Extracto de página:
╔══

Sobre la autoridad política, J. de Maistre se mantiene en
la teoría de la Edad Media, que toda autoridad es instituida directamente por
Dios. Dios entrega a Cristo todo poder en el cielo y en la tierra; Cristo
entrega todos los poderes a Pedro y sus sucesores, los obispos de Roma. Estos
detentan la famosa ‘plenitud de poderes’ en cielo y tierra. Una visión
descendente, hierocrática de la autoridad mantenida bajo la influencia de la
doctrina del PO.
De la convicción de que el hombre es un ser degradado,
surge la idea de que la función primordial de la autoridad ha de ser la de
reprimir el crimen, castigar a los malvados. Así la ha concedido Dios a los
hombres: “Ha concedido a los soberanos la eminente
prerrogativa del castigo de los crímenes, en esto es en lo que principalmente
son sus representantes” (I, 38). Digna de ser notada es su manera de
insistir en “la divina y terrible prerrogativa del
soberano: el castigo de los culpables” (I, 41). Hay una ley divina y
visible para el castigo del crimen. Existiendo el mal en el mundo existen
necesariamente el crimen y necesariamente el castigo. “La espada de la justicia no tiene vaina, debe
siempre amenazar o herir” (I, 43). Se
refiere tanto a la justicia humana como a la divina.

╚══

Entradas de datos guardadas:

╔══

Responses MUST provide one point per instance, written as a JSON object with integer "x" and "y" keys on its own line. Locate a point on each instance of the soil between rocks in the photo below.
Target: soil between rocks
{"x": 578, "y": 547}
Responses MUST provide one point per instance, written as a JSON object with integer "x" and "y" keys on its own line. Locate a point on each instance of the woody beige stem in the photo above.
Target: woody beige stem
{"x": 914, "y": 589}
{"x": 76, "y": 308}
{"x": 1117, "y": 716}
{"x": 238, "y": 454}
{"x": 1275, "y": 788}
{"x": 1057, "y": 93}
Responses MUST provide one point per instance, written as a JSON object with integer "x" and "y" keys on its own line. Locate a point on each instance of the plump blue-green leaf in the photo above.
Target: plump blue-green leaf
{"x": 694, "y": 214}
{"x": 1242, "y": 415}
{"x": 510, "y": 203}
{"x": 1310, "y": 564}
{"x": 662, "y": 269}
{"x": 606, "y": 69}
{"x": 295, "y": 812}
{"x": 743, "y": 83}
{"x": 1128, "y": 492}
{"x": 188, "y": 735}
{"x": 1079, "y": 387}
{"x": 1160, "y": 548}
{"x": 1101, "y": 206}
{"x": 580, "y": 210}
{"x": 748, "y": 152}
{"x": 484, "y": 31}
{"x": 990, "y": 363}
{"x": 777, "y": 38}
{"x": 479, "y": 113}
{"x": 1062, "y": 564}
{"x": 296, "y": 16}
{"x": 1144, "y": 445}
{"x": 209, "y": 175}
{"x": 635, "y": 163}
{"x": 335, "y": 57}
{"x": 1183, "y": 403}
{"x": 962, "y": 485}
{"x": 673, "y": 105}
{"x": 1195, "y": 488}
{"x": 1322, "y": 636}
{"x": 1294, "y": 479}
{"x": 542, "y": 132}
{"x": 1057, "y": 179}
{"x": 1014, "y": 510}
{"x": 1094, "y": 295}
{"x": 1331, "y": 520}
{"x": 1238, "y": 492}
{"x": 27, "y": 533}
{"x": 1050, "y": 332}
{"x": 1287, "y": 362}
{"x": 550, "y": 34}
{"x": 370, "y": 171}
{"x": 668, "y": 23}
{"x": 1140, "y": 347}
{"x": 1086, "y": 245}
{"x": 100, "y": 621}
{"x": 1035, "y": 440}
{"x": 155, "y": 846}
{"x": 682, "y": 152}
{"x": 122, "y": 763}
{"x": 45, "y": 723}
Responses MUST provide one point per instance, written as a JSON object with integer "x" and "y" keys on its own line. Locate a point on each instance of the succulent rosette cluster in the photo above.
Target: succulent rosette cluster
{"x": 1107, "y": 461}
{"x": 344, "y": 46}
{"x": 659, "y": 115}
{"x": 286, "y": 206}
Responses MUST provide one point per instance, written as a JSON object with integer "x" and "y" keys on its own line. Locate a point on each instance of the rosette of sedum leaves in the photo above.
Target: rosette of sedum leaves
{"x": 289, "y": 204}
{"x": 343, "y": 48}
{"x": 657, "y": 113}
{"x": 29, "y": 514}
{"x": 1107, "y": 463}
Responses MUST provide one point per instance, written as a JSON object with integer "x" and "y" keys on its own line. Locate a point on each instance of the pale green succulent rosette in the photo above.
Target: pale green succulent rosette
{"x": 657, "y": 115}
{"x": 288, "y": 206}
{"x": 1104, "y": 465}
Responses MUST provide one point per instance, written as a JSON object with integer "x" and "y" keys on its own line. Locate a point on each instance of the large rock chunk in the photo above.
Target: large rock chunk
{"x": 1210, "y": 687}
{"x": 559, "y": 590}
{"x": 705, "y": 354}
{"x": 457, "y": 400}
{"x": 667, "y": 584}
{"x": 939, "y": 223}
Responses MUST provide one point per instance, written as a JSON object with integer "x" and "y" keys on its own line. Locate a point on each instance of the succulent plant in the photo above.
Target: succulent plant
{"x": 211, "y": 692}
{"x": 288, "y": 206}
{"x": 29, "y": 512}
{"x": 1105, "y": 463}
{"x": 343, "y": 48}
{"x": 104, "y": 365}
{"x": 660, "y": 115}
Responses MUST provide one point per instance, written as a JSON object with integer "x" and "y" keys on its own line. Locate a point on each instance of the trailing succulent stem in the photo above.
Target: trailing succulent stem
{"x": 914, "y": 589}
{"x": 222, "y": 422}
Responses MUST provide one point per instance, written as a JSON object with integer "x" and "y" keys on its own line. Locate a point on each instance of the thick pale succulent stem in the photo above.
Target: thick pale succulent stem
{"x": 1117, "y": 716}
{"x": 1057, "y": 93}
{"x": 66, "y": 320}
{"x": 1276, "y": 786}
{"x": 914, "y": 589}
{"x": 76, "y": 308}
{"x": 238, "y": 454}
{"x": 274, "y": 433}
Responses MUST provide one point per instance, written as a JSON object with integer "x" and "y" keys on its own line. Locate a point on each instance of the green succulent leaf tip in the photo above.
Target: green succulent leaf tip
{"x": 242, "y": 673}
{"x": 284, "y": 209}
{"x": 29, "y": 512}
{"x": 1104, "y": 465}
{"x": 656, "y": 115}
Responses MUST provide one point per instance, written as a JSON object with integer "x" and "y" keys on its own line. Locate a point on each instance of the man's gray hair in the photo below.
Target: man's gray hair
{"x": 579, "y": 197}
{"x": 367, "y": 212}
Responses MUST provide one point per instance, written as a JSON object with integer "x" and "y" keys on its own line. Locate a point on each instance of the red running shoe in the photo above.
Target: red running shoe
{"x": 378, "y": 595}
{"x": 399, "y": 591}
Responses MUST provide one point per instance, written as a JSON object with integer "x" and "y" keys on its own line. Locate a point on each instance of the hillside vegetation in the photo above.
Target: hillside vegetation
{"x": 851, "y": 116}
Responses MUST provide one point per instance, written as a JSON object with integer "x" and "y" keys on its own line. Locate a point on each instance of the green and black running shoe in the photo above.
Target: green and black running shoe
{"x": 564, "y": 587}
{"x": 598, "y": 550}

╚══

Prosiga el extracto sobre la autoridad política en J. de Maistre a partir de su última oración. Las entradas no intervienen en absoluto en esta tarea.

Resultado del ejercicio:
Instrumento de esta justicia de Dios siempre flotando
sobre el hombre pecador son: ‘la guerra
divina y el verdugo divino’ (como los llama J. de Maistre). Y la práctica
ancestral de los ‘sacrificios
sangrientos’, incluidos los de seres humanos.
La guerra es divina. La
razón superficial y el sentido común ven en la guerra una insensatez total, y
con razón. Sin embargo, hay en ella algo indescriptible, imponderable,
misteriosos motivos por los que la guerra merece el calificativo de ‘divina’. “La guerras es, pues, casi
divina en sí misma, puesto que es una ley del mundo” (VII, 285). “Nada hay en este mundo que dependa más
inmediatamente de Dios que la guerra” … “A Él pertenece llamarse ‘Dios de la guerra’ (VII, 295). “No sin gran razón brilla el título de ‘Dios
de los ejércitos’ en todas las páginas de la Escritura” (VII, 281): “Jamás el Cristianismo, si lo miráis de
cerca, os parecerá más sublime, más digno de Dios, y más propio para el hombre
que en la guerra” (VII, 280-281). Todas las naciones del universo han visto
en la guerra alguna cosa más particularmente divina que en las otras. Es un
instrumento divino para castigar a la humanidad llena de crímenes derivados del
PO.
El verdugo, ministro de la justicia de Dios. Además de la guerra hay otro ejecutor misterioso de
la justicia divina en el ‘hombre caído’: es el verdugo. De Maistre reviste a
esta figura de no menor misteriosidad y rango semidivino que a la guerra. Lo
dota de una sugestiva grandeza literaria y simbólica. El verdugo es el ejecutor misterioso, sublime, de la justicia
divina. Él es objeto de un decreto particular, “el Fiat del poder creador”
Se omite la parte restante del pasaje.